━━━━━ PROVIDED DATA ━━━━━
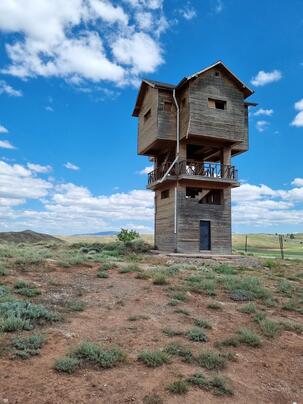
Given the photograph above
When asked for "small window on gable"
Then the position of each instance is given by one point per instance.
(167, 106)
(165, 194)
(147, 115)
(216, 104)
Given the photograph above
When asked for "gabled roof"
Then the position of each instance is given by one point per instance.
(242, 86)
(154, 84)
(166, 86)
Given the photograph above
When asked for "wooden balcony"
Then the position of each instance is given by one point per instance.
(194, 170)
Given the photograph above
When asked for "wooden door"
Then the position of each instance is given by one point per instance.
(205, 239)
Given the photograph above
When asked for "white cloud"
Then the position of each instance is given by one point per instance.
(71, 166)
(139, 51)
(262, 125)
(3, 129)
(263, 78)
(71, 39)
(265, 112)
(218, 6)
(146, 170)
(9, 90)
(18, 184)
(5, 144)
(188, 12)
(37, 168)
(298, 120)
(297, 182)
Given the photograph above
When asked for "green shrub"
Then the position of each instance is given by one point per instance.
(269, 328)
(26, 289)
(248, 337)
(28, 346)
(177, 349)
(249, 308)
(178, 387)
(67, 364)
(3, 271)
(225, 269)
(16, 315)
(211, 360)
(91, 352)
(197, 335)
(219, 387)
(127, 235)
(102, 274)
(169, 332)
(153, 359)
(160, 279)
(199, 380)
(214, 306)
(200, 322)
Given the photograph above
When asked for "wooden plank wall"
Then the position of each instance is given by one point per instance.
(190, 212)
(164, 221)
(148, 130)
(226, 124)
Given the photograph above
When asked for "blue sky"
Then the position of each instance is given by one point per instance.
(69, 75)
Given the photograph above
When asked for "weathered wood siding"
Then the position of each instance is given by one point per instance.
(228, 124)
(164, 221)
(166, 119)
(148, 129)
(190, 212)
━━━━━
EXERCISE GOAL :: Please write out all the data again word for word, but not the pictures.

WRITTEN SOLUTION ::
Given the photograph above
When asked for "small window on gable"
Then the position of each instance is given by one point per instance.
(167, 106)
(165, 194)
(147, 115)
(216, 104)
Given the photograph above
When asked for "gabled roof"
Then the position of each instance is given by one point per instance.
(242, 86)
(154, 84)
(166, 86)
Given the photograph above
When asked for "wooden balcony"
Then the position of each instance is given by one point per instance.
(194, 170)
Given the photograph above
When asked for "wooden door"
Then the position of each instance is given by one point per instance.
(205, 239)
Given the photograph above
When asked for "white cloud"
Then the position of each instance is given by one point per instance.
(71, 166)
(139, 51)
(262, 125)
(3, 129)
(263, 78)
(71, 39)
(265, 112)
(218, 6)
(146, 170)
(9, 90)
(18, 184)
(5, 144)
(188, 12)
(37, 168)
(298, 120)
(297, 182)
Given the photograph above
When asked for "green shrub"
Then the position of each instance is given by one point per instance.
(269, 328)
(26, 289)
(248, 337)
(28, 346)
(177, 349)
(249, 308)
(178, 387)
(67, 364)
(3, 271)
(225, 269)
(16, 315)
(211, 360)
(91, 352)
(197, 335)
(219, 387)
(127, 235)
(102, 274)
(169, 332)
(153, 359)
(160, 279)
(199, 380)
(214, 306)
(200, 322)
Given the photograph above
When asked for "wooden plank wall"
Then the position of each instance is given by one point per instance.
(190, 212)
(164, 221)
(148, 130)
(226, 124)
Given the photograph above
When asked for "blue sky"
Then the position of each instance is given by one point per instance.
(69, 75)
Given the photograph above
When asked for "weathered wood siding"
Then the position of each instance is given by one point per instance.
(228, 124)
(164, 221)
(166, 119)
(148, 129)
(190, 212)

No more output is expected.